### Written request
Could you print all the entries exactly?

─── Supplied information

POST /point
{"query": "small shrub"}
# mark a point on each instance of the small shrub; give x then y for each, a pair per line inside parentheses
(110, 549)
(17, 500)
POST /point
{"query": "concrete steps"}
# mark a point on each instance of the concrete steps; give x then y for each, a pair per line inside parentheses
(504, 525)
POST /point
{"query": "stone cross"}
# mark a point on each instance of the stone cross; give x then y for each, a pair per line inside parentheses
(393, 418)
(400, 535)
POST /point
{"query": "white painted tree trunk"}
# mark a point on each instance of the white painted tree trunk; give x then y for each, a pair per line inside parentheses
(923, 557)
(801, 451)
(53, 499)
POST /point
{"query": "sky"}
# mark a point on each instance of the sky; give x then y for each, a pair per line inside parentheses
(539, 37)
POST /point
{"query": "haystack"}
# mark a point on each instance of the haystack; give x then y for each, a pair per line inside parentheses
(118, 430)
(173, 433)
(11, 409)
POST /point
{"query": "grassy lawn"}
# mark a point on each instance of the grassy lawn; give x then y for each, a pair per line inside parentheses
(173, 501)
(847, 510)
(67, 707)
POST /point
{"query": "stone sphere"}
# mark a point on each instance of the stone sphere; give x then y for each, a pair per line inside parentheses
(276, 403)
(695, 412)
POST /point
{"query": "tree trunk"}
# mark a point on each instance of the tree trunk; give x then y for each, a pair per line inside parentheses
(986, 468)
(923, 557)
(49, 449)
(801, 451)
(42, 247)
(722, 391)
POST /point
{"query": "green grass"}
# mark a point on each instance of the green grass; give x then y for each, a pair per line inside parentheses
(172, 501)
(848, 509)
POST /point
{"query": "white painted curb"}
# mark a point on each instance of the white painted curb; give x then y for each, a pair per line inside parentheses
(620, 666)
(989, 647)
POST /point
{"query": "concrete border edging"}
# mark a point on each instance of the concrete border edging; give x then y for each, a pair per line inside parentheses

──────

### Expected answer
POST /point
{"query": "small shrub"}
# mark a point on each instance of the small shrub; give x then y for each, a pair per line inside parentheses
(110, 549)
(17, 500)
POST /point
{"query": "concrete steps"}
# mark a point on each instance of the concrete steps; give x then y for each, a pair per line inside parentheses
(504, 525)
POST /point
{"query": "stone cross"}
# mark a point on each instance of the stone cross; give x then y for each, a pair per line inside parentheses
(393, 418)
(400, 535)
POST /point
{"query": "white painted tree trunk"}
# mark a point on each instance of the white painted tree trunk; give x then y for each, a pair per line inside parentheses
(923, 557)
(801, 451)
(53, 499)
POST /point
{"query": "sky"}
# mark a point on each instance of the sky; give x then y for each, a pair per line inside parentheses
(539, 37)
POST /point
{"query": "haystack"}
# mark a point on each instance of the haystack; give x then y for each, a pair per line inside parentheses
(118, 430)
(173, 433)
(11, 409)
POST /point
{"query": "grassy lawn"}
# mark a point on each instance of the grassy lawn; give x then y for each, a pair per line inside parentheses
(173, 501)
(847, 510)
(67, 707)
POST /point
{"query": "stone sphere"}
# mark a point on each instance of the stone sphere; give x then y for each, a pair per line inside parentheses
(276, 403)
(695, 412)
POST /point
{"query": "tree trunk"}
# mark a point on each instance of the tree trunk; give x then y for each, a pair per line inside parentheses
(986, 468)
(923, 557)
(49, 449)
(801, 451)
(42, 247)
(722, 391)
POST /point
{"query": "green grass"}
# mark a point on each instance of the green grass; give x then y for each, a pair per line inside parentheses
(172, 501)
(848, 509)
POST /point
{"query": "white painted curb"}
# mark a point on each instance of the white painted curb; give x then y for each, a pair per line inside parentheses
(620, 666)
(989, 647)
POST /point
{"query": "concrete border edging"}
# mark a point on each instance of the concrete border edging; give x then y for each, a pair per line inside parentheses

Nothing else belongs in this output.